» Exercise directions
Count how many lines in the entries below contain the string "tire". Reply with the number alone.

## BEGIN Task inputs

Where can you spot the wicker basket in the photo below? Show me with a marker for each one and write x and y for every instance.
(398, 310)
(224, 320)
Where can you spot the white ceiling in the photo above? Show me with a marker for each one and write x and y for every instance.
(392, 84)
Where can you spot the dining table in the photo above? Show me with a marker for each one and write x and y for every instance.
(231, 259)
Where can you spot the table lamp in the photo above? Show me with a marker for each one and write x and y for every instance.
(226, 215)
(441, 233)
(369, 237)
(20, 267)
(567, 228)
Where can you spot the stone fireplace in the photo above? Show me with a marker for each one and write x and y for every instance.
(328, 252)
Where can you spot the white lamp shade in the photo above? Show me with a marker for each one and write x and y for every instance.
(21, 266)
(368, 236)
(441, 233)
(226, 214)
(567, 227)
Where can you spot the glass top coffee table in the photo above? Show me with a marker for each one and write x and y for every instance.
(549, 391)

## END Task inputs
## BEGIN Task inputs

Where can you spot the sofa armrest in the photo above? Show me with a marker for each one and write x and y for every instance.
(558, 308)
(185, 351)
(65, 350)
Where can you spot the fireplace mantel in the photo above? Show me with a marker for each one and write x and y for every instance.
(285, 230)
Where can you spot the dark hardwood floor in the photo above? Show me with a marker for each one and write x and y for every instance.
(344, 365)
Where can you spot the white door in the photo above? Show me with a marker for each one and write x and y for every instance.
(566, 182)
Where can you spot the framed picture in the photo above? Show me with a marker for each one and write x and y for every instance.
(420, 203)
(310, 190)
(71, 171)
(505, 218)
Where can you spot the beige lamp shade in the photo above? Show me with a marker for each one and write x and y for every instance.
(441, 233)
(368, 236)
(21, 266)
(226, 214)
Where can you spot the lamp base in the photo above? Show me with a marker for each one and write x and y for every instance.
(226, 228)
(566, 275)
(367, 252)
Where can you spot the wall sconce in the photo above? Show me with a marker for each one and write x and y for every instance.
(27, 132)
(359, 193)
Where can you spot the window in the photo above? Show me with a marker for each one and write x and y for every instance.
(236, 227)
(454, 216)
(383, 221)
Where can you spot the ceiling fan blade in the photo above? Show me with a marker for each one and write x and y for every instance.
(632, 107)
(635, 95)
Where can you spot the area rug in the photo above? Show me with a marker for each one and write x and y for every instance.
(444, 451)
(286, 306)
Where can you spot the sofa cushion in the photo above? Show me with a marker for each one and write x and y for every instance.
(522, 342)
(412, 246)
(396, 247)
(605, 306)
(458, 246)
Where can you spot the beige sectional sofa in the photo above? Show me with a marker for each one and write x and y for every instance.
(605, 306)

## END Task inputs
## BEGIN Task inputs

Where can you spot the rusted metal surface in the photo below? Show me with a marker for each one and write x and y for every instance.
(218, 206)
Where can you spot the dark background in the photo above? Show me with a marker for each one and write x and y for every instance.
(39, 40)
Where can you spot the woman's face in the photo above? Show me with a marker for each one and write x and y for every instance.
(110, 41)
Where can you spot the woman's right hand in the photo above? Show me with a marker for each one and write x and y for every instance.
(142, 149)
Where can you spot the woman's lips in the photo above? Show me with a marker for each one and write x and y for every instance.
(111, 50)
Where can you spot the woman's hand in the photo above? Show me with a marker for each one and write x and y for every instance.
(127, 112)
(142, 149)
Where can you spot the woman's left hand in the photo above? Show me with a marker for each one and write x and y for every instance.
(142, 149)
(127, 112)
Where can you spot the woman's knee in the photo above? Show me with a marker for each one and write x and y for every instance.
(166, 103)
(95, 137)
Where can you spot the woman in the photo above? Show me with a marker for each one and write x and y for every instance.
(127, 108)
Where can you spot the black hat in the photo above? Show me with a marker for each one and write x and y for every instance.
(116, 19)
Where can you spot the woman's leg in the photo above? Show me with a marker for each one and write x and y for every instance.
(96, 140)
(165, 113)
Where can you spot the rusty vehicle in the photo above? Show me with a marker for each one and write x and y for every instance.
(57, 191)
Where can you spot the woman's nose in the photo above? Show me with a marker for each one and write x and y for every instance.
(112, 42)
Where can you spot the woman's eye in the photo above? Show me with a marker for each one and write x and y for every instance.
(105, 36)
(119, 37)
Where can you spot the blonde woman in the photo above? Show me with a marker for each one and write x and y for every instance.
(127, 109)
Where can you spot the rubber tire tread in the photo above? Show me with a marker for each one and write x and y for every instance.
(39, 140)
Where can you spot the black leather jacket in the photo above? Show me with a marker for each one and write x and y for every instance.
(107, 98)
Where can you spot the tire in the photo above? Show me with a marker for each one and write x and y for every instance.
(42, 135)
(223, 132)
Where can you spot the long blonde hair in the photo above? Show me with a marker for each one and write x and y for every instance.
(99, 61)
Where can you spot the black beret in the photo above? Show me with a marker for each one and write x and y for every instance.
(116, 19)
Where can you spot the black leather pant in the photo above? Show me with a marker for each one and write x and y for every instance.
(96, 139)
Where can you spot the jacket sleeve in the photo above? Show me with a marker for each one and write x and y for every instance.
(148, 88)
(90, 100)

## END Task inputs

» Solution to this task
2